**Source text:**

++++++

This is one of my first attempts at a color drawing machine. I was trying to play with little polygons of color that gradually change color and produce a mechanized motion.
I've also been working on mounting systems this week. After the testing I did with Martha Mason and Wendy Richmond last weekend, I've been trying to improve the mounting system and and the pulley supports so that the rope stays on the pulley. Martha pointed out that a dancer needs vertical space to work in as well as horizontal space. By opening the pulleys into a triangular formation, I was able to give her the vertical space she longed for.
I bought some pulleys from the hardware store and tried mounting them to the Super Clamps. Mounting them was easy, but as I discovered today, the pulleys are not right for my system. They introduce far too much friction and acoustic noise. They really take something away from the quality that the system had before.
I also experimented with ways of mounting the pulleys that allow me to adjust them easily. While I liked the way the pulleys look when they're mounted with the pipe running through them, this will be difficult to construct. For now, I think I'm going to stick with the super clamps.
I want to be able to work with two pulleys simultaneously, so I'm adding the rotary encoder to wooden pulley I started building last week. The PS/2 mice have turned out to be quite a clever hack because each one gives me two rotary encoders and three switch inputs in exchange to two pins on the Arduino. I've started thinking a bit more about multiples -- and while this may be a little premature, I want to work out a bit of the technical end of this before getting too heavily into final fabrication.
I've invested rather heavily in this for the past two days. Perhaps because this is more comfortable for me than other things that need to get done now -- like preparing for the mid-term presentation.
What this does mean, however, is that I have the pieces for a much more modular system. I'm envisioning a hub that I can plug each pulley into using a single CAT-5 cable. This makes the performance setup clean -- and won't require any soldering.
Today I worked on fabricating another two pulleys out of wood. I finished drilling well-aligned shaft holes in the side pieces and made new pulleys out of particleboard and plywood. The most time-consuming part of this process was cutting the circles out of with the bandsaw. I remembered that there is a jig for cutting circles, but didn't want to spend time figuring out how to construct it in order to cut six circles. I first started by cutting around the contour of the circle, but ended up just making tangent cuts and then sanding away the excess. I was really trying to have another pulley finished by Saturday so I could test two of them with Wendy and Martha, but that doesn't seem to be realistic at this point. I still have to make the encoder structure.
It felt very good to spend much of the day in the shop working with my hands. Much of the week, however, was spent struggling with how to make progress on the materials/form of the rope&pulley and also struggling with what I am producing.

++++++

Object detection data
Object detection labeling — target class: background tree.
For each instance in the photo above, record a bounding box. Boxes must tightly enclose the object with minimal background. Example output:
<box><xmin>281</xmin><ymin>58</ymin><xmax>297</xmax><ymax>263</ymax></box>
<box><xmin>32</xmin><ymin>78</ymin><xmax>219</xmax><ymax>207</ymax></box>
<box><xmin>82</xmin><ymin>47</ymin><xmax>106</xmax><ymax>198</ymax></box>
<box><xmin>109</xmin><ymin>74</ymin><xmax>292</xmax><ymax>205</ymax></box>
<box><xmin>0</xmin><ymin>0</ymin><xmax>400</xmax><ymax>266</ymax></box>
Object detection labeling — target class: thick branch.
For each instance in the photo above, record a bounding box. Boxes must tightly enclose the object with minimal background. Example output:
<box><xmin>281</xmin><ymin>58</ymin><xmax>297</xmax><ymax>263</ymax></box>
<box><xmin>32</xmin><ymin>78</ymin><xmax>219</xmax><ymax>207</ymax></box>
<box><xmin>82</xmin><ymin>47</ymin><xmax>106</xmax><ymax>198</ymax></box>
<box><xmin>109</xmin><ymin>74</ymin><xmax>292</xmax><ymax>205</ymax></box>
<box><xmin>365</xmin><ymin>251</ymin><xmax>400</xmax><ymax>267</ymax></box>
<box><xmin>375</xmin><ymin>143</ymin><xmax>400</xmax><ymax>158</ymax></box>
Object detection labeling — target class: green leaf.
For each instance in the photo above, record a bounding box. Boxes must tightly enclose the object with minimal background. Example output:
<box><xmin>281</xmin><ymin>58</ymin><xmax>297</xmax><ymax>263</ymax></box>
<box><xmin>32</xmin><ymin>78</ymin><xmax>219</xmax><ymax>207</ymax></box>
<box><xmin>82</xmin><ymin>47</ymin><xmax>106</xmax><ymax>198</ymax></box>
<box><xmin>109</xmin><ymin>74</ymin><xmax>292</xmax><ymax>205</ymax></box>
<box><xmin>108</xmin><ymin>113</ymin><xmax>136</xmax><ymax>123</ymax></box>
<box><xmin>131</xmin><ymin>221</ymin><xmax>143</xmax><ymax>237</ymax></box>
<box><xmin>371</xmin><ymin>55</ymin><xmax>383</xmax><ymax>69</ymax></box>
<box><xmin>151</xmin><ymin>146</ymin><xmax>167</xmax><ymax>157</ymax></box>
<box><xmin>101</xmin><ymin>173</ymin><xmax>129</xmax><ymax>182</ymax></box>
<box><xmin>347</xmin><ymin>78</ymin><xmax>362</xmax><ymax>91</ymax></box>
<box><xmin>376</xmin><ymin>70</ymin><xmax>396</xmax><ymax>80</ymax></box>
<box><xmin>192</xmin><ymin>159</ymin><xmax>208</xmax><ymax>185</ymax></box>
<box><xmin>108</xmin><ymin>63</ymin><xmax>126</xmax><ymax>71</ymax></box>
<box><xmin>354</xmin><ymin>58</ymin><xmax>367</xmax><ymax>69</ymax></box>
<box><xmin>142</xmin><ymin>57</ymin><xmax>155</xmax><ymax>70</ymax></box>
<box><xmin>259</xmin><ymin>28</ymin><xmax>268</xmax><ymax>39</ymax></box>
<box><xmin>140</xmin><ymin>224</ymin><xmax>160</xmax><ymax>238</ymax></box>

++++++

**Exercise brief:** Reproduce the part of the text about building the rope-and-pulley system starting at "I've invested rather" and ending at "require any soldering.".

**Result of the task:**
I've invested rather heavily in this for the past two days. Perhaps because this is more comfortable for me than other things that need to get done now -- like preparing for the mid-term presentation.
What this does mean, however, is that I have the pieces for a much more modular system. I'm envisioning a hub that I can plug each pulley into using a single CAT-5 cable. This makes the performance setup clean -- and won't require any soldering.